◆ INFORMATION PROVIDED

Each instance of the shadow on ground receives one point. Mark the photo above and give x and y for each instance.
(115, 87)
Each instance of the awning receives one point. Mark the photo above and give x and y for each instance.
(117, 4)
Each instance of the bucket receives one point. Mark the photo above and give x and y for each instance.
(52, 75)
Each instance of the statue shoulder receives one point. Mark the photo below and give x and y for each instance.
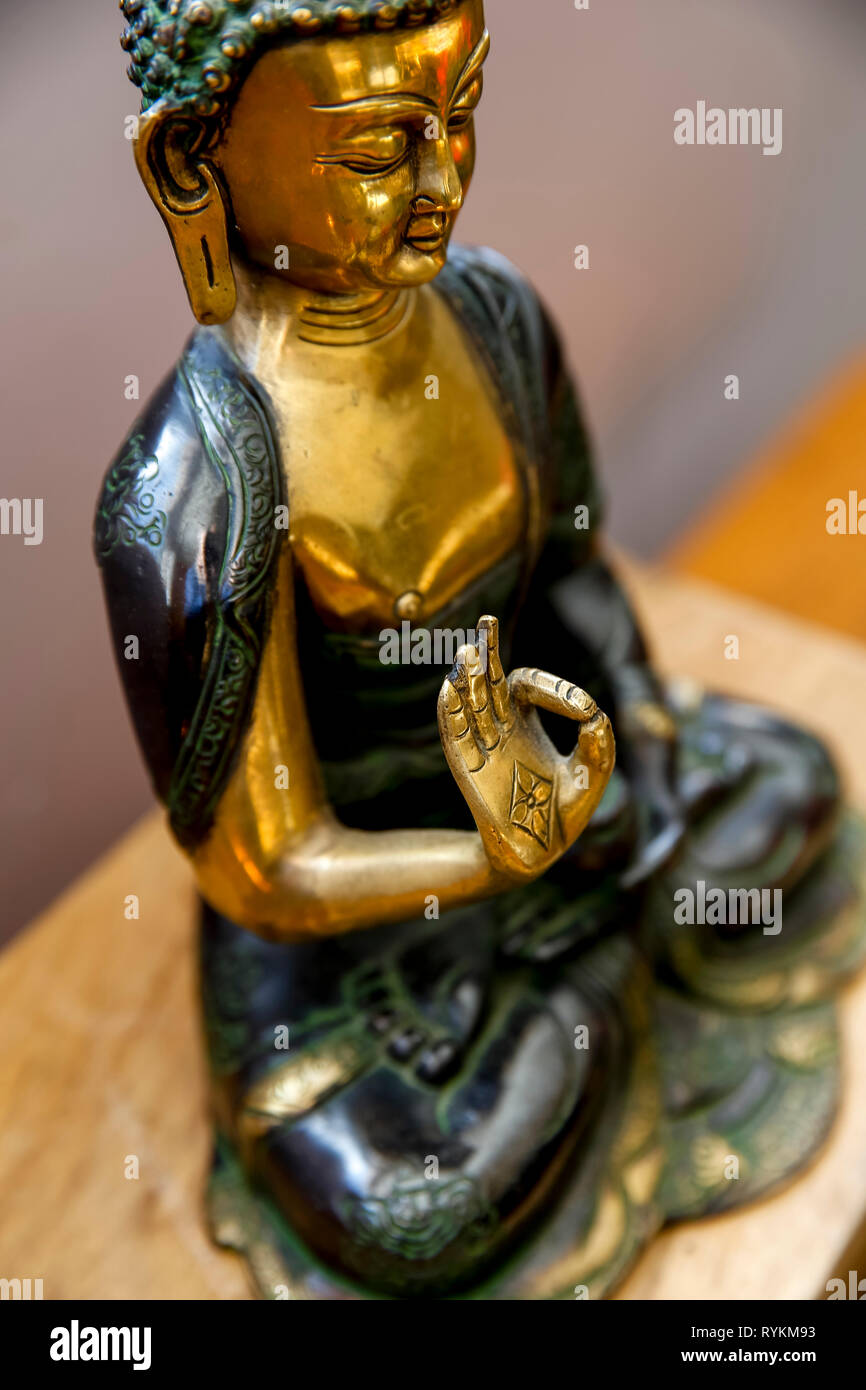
(491, 287)
(156, 478)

◆ WORK REQUEST
Output nothing but an exact retyping of the material, pictures excluded.

◆ ANSWER TO THE EXERCISE
Each instance of the shadow on ground receives one point. Mark the photo above and give x and y for each instance.
(115, 87)
Each instance of the awning receives one point. Mark the photo above and give x and y for each instance.
(117, 4)
Each instance of the bucket receives one point. Mark the photo above and give x and y for each instance.
(52, 75)
Each instance of the statue shoulder receives one point. Mark the photo below and give x and y for each instance.
(491, 287)
(156, 478)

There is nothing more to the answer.